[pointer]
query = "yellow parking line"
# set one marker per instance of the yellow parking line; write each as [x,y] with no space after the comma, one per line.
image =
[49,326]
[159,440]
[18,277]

######

● **WHAT IS REQUIRED**
Repeat each entry above, matching every line exactly.

● **SOLUTION**
[pointer]
query = "yellow parking line"
# set one marker per instance of the yellow parking line; write each as [x,y] with no space after the comma, one per line.
image =
[49,326]
[159,440]
[18,277]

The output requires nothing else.